### SOURCE DATA

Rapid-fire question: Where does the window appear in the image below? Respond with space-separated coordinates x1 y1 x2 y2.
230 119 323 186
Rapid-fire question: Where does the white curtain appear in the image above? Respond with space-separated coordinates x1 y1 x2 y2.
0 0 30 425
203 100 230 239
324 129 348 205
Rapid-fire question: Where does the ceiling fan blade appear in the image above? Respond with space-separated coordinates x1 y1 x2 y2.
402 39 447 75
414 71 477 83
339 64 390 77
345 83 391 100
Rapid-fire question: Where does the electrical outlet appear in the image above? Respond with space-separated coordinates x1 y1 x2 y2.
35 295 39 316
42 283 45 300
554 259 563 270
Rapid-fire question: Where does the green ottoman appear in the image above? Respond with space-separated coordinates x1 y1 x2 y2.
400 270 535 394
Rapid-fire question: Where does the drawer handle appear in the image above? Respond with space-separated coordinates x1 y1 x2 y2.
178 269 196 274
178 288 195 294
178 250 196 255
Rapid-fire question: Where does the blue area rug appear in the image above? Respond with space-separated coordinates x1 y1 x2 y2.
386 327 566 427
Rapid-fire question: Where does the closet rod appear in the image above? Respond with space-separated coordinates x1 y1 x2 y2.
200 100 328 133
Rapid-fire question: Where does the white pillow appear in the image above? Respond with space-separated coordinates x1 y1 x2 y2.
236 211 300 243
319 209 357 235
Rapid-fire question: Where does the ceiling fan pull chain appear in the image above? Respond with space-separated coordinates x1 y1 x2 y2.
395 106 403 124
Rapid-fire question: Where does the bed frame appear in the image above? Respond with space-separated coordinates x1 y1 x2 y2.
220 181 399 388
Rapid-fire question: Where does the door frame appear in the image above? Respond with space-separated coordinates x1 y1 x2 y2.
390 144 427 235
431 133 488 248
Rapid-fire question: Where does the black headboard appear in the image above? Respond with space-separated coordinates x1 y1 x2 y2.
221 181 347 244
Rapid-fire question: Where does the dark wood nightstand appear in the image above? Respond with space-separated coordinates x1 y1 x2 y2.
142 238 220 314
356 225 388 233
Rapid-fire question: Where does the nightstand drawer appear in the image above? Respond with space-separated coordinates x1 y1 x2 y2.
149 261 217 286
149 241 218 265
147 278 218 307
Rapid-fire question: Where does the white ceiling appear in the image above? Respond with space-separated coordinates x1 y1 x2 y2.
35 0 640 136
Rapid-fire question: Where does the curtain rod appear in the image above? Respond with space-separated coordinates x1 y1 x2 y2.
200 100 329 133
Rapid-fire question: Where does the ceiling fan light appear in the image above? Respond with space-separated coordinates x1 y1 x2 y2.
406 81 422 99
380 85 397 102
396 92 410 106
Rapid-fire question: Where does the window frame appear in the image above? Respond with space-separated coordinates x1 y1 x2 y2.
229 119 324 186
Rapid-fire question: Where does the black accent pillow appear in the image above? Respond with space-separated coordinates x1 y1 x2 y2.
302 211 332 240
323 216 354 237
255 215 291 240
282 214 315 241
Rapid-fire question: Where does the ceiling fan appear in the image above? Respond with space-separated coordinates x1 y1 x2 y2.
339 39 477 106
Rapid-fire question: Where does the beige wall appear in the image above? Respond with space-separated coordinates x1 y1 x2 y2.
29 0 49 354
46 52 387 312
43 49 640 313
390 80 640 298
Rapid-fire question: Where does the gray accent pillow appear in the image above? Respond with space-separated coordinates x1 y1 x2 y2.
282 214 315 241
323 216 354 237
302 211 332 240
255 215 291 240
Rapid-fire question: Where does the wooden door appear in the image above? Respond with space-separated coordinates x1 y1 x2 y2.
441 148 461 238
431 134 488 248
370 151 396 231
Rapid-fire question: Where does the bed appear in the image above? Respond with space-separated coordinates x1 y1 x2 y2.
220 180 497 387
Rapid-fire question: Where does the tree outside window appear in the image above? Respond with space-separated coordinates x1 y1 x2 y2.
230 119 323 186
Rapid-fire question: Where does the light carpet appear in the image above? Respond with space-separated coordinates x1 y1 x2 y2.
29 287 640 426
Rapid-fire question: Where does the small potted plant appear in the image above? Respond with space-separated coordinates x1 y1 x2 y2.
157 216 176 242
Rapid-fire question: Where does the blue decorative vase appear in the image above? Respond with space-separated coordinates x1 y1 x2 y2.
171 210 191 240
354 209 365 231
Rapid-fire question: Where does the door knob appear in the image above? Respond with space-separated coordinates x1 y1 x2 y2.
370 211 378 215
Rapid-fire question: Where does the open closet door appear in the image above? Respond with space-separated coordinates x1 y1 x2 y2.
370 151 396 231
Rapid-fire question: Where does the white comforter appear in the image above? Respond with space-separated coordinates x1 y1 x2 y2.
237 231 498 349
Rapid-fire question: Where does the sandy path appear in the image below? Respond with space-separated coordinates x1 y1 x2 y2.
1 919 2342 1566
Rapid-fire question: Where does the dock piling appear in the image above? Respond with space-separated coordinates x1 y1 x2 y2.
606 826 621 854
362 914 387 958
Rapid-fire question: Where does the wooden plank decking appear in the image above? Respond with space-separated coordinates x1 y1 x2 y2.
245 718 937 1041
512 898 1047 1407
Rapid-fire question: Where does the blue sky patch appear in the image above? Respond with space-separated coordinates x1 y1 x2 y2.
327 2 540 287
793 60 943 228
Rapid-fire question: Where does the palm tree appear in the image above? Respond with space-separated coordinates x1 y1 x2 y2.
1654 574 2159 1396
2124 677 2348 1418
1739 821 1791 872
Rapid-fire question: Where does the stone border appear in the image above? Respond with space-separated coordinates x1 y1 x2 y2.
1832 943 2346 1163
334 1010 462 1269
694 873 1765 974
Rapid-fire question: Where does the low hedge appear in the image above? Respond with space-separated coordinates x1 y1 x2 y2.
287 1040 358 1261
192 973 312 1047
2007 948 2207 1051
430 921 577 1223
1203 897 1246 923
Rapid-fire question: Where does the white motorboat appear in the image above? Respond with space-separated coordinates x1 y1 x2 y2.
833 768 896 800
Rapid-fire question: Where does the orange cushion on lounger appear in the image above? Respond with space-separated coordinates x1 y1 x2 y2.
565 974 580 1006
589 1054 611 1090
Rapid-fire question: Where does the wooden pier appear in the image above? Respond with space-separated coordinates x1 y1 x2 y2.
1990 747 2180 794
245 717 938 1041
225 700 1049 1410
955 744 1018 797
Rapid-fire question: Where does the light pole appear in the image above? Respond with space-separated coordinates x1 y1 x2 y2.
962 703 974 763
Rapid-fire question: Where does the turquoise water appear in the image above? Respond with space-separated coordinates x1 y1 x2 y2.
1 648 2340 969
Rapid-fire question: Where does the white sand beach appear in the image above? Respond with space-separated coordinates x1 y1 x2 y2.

######

Could you write out all of the data again, exactly as given?

Rapid-fire question: Where does the window appear in the image below? Respond with space-separated coordinates x1 y1 x2 y2.
230 119 323 186
Rapid-fire question: Where does the white curtain appear in the image above? Respond with space-separated coordinates x1 y1 x2 y2.
0 0 30 425
203 100 230 239
324 129 348 205
Rapid-fire question: Where does the ceiling fan blade appear in the image above? Respond with space-separated coordinates x1 y1 x2 y2.
402 39 447 75
414 71 477 83
339 64 390 77
345 83 391 100
Rapid-fire question: Where does the electrical outlet appear in the image above? Respond with space-separated coordinates x1 y1 x2 y2.
35 295 39 316
42 283 45 300
554 259 563 270
Rapid-fire question: Where does the green ottoman appear in the image above? Respond with space-separated coordinates x1 y1 x2 y2.
400 270 535 394
Rapid-fire question: Where does the drawer handle appear in the image above? Respond with space-separated coordinates x1 y1 x2 y2.
178 269 196 274
178 288 195 294
178 250 196 255
Rapid-fire question: Where does the blue area rug appear in the image above? Respond with space-separated coordinates x1 y1 x2 y2.
386 327 566 427
Rapid-fire question: Where does the closet rod appear in the image above? Respond with space-separated coordinates x1 y1 x2 y2.
200 100 328 133
Rapid-fire question: Where does the white pillow appear in the image above? Respond with space-separated coordinates x1 y1 x2 y2.
236 211 300 243
319 209 357 235
Rapid-fire question: Where does the ceiling fan pull chain appear in the image above? Respond with space-separated coordinates x1 y1 x2 y2.
395 106 403 124
Rapid-fire question: Where does the bed frame appear in the image above? Respond with space-separated coordinates x1 y1 x2 y2.
220 181 399 388
Rapid-fire question: Where does the door frame appear in the image above? Respond with space-separated coordinates x1 y1 x2 y2.
390 144 427 235
431 133 488 248
Rapid-fire question: Where does the black headboard appear in the image above? Respond with space-separated coordinates x1 y1 x2 y2.
221 181 347 244
Rapid-fire question: Where does the dark wood nightstand appear in the image above? Respond with space-separated coordinates x1 y1 x2 y2.
142 238 220 314
356 225 388 233
Rapid-fire question: Where does the nightstand drawer appear in the image above? Respond with space-separated coordinates x1 y1 x2 y2.
149 261 217 286
149 241 218 265
147 278 218 307
Rapid-fire question: Where does the white ceiling appear in the image above? Respond with space-separated coordinates x1 y1 x2 y2.
35 0 640 136
Rapid-fire question: Where does the curtain rod appear in the image above? Respond with space-separated coordinates x1 y1 x2 y2.
200 100 329 133
Rapid-fire question: Where does the ceiling fan light appear in the image above? Respond with space-separated coordinates x1 y1 x2 y2.
406 81 422 99
380 85 397 102
396 92 410 106
Rapid-fire question: Where does the window frame appear in the image above? Respond with space-separated coordinates x1 y1 x2 y2.
229 119 324 186
Rapid-fire question: Where does the black accent pillow appear in the image above? Respond with space-separated coordinates x1 y1 x2 y2.
302 211 332 240
323 216 354 237
255 215 291 240
282 214 315 241
Rapid-fire question: Where does the ceiling fan appear in the image above? Respond with space-separated coordinates x1 y1 x2 y2.
339 39 477 106
Rapid-fire question: Where does the beige wall appear in the image above? Respond with space-separated coordinates x1 y1 x2 y2.
29 0 49 354
46 52 387 312
43 49 640 313
390 80 640 298
Rapid-fire question: Where does the gray accent pillow appear in the image above? Respond with space-separated coordinates x1 y1 x2 y2.
282 214 315 241
323 216 354 237
302 211 332 240
255 215 291 240
Rapid-fire question: Where does the wooden door appear in the image above? Respond with space-separated coordinates x1 y1 x2 y2.
441 148 461 238
431 134 488 248
370 151 396 231
Rapid-fire question: Where does the bed appear in the image above? Respond with space-separated coordinates x1 y1 x2 y2.
220 180 497 387
Rapid-fire question: Where does the tree outside window appear in the image above? Respond with space-separated coordinates x1 y1 x2 y2.
230 119 323 186
Rapid-fire question: Where does the light carpet appear in the image above? Respond with space-separated coordinates x1 y1 x2 y2.
29 287 640 426
Rapid-fire question: Where does the small potted plant appear in the image above? Respond with space-separated coordinates x1 y1 x2 y2.
157 216 176 242
Rapid-fire question: Where does the blue decorative vase appear in the image above? Respond with space-separated coordinates x1 y1 x2 y2.
171 210 191 240
354 209 365 231
Rapid-fire question: Where does the door knob appear in the image above? Respond with space-separated coordinates x1 y1 x2 y2.
370 211 378 215
Rapid-fire question: Where does the open closet door appear in the image above? Respond with space-separated coordinates x1 y1 x2 y2.
370 151 396 231
Rapid-fire question: Where does the white comforter appear in the image above? Respond with space-separated coordinates x1 y1 x2 y2.
237 231 498 349
Rapid-fire question: Where does the sandy path appear in the image below? Respond with space-separated coordinates x1 y1 x2 y2.
1 919 2342 1566
Rapid-fire question: Where does the dock piling appear in the image above? Respond with space-separated coordinates x1 y1 x2 y2.
606 826 621 854
362 914 387 958
Rapid-fire question: Where does the wooden plank decking appear in the image above? Respond with space-separated coordinates x1 y1 x2 y2.
245 718 937 1041
512 898 1047 1407
Rapid-fire question: Where does the blue sky patch appear in the image above? Respond with space-separated coordinates x1 y1 x2 y2.
327 2 540 287
793 60 943 228
Rapid-fire question: Where does the palm tree appear in the image above? Respond with space-separated coordinates x1 y1 x2 y2.
1654 574 2159 1396
2124 677 2348 1418
1739 821 1791 872
Rapid-fire question: Where does the stone border appear in the image above? Respond with space-separated coordinates x1 y1 x2 y2.
1832 943 2346 1163
334 1010 462 1269
694 873 1765 974
Rapid-fire question: Where does the low hedge appear in the image above? Respond with space-separated coordinates x1 y1 x2 y2.
287 1040 358 1261
192 973 312 1047
2007 948 2207 1051
430 921 577 1223
1203 897 1246 923
Rapid-fire question: Where does the white motorboat appear in the image above? Respond with space-separated coordinates x1 y1 x2 y2.
833 768 896 800
Rapid-fire question: Where does the orange cushion on lounger appear in the image above? Respond with space-separated coordinates x1 y1 x2 y2.
565 974 580 1006
589 1054 611 1090
Rapid-fire question: Where does the wooden pier appear in the image above? Respond with space-separated coordinates x1 y1 x2 y2.
1990 747 2180 794
245 717 938 1041
225 700 1049 1410
955 744 1018 797
Rapid-fire question: Where does the light pole appear in the image above? Respond with space-separated coordinates x1 y1 x2 y2.
962 703 974 763
Rapid-fire question: Where does the turquoise water appear in the image above? Respond with space-separated coordinates x1 y1 x2 y2.
1 648 2340 969
Rapid-fire question: Where does the white sand beach appear in the image above? Respond with space-separated coordinates x1 y1 x2 y2.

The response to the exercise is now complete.